Our job as public service broadcasters is to take people beyond the limits of their own self, and until we do that we will carry on declining.
The BBC should realize that. I have an idealistic view, but if the BBC could do that, taking people beyond their own selves, it will renew itself in a way that jumps over the competition. The competition is obsessed by serving people in their little selves. And in a way, actually, Murdock for all his power, is trapped by the self. That’s his job, to feed the self.
In the BBC, it’s the next step forward. It doesn’t mean we go back to the 1950’s and tell people how to dress, what we do is say “we can free you from yourself” — and people would love it.— Adam Curtis
British filmmaker Adam Curtis offers a valuable critique of contemporary media in this passage from his interview with Register.com. By keeping us lost in own selves, it becomes easy to sink into comfortable positions and avoid challenging our world views.
Media avenues that could be used to unite people under a common cause are instead seething with anxiety, producing content that prays on the weaknesses of the most vulnerable. Those who peddle these parasitic products lie about the dangers posed by this arrangement.
Social media was promoted as a peaceful zone of human creativity and commerce. It’s early visionaries sold the world on the idea of self-expression unhindered by the constraints of reality. They told us their companies would take a hands off approach and let their user base drive the content. The unhindered public would prosper, and the visionaries would reap the profits.
Instead, in the absence of paternal power, the internet has grown into a breeding ground for trolls, reactionaries, and extremists. Facebook hosts right-wing extremists groups. It’s undeniable that Twitter helped create Donald Trump.
Is this really the best we can do?
It doesn’t have to be this way. A better social media is possible. Taking responsibility for what we do and say online could vastly improve our lives. This means extending the idea of a public space into cyberspace.
The danger here is of creating a nanny state that controls what is or isn’t said online, but the opposite is just as dangerous, and it’s what we presently have: a wild west of harassment, lies, and anti-social behavior.
Cultural vibrancy has fallen precisely because we have ceased to invest in the common good and have instead focused on the fragmented and diverse perspectives of the individual. While this turn has produced new ways to connect, it has also brought about a general instability in society.
It is clear that culture is dependent on a stable environment, on relative harmony between people that live together, and on a belief in a better tomorrow. When crisis arrives, the extra stress felt by every member of society is absorbed by the common traditions, collective belief, and feelings of unity that transcend our individual self-interests.
No such collective beliefs exist anymore. What little shared vision we find is mostly hot air, as Donald Trump and his cronies so often proved, and continue to prove.

» Listed entries
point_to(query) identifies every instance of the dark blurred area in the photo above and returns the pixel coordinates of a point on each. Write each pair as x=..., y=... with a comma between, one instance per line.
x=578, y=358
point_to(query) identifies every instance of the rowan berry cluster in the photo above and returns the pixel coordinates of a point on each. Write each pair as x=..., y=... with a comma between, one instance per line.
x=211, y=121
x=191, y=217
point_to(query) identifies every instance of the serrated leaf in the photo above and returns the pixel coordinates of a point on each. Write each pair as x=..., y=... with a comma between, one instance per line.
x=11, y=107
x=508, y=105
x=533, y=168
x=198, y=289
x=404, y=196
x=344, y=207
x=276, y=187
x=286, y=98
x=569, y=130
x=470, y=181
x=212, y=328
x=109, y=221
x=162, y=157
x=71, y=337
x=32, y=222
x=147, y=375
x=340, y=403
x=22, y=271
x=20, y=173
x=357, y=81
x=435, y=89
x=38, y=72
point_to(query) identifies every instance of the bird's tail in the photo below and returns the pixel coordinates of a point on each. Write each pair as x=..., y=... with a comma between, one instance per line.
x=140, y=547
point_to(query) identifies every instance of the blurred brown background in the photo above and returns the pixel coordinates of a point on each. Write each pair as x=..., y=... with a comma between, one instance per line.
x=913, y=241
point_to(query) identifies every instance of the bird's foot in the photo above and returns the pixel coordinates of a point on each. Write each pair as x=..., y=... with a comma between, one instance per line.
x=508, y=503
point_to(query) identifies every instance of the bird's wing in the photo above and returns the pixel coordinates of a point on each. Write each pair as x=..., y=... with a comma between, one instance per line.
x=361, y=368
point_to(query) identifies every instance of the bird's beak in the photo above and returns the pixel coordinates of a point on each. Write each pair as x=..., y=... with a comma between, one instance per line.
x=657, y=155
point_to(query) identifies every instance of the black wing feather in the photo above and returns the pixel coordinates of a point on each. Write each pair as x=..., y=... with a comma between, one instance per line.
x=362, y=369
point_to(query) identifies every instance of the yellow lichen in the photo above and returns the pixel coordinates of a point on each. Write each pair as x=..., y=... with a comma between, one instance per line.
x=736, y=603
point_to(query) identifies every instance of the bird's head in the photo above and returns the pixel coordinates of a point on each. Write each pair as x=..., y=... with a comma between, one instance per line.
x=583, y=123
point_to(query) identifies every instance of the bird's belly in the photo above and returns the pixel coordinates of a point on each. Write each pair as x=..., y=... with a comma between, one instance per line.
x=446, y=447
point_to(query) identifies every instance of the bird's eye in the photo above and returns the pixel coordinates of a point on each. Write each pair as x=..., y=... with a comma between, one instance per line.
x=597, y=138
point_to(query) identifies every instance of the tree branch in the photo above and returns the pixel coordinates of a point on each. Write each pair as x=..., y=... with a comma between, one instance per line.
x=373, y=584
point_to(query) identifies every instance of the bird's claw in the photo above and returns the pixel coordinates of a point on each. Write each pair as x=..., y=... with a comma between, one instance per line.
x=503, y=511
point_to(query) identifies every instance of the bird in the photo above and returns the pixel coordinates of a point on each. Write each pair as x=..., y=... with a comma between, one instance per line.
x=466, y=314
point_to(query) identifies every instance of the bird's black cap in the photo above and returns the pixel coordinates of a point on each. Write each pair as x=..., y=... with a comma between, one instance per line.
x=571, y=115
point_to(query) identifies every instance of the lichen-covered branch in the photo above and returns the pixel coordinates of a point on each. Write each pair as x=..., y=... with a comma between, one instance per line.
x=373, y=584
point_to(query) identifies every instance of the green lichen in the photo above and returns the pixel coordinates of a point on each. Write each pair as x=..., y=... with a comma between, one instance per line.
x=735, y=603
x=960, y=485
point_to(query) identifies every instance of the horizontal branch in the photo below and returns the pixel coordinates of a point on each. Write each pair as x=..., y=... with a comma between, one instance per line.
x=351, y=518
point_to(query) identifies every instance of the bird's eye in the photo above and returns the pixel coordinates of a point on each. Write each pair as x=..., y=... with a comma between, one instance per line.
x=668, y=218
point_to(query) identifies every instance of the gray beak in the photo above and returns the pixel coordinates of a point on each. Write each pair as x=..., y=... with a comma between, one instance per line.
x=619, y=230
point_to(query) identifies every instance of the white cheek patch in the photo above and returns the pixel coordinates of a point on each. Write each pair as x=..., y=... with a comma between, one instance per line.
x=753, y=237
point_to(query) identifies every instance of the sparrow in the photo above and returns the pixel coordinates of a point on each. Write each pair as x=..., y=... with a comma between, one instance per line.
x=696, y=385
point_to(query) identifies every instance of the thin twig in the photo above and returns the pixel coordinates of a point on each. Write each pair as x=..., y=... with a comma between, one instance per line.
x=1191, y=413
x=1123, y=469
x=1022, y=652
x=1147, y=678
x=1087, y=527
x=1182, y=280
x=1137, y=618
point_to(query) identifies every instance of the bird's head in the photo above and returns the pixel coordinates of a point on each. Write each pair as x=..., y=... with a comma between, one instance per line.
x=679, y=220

» Instructions for the task
In the essay on public service broadcasting and social media, what was social media promoted as?

» Answer to this task
A peaceful zone of human creativity and commerce.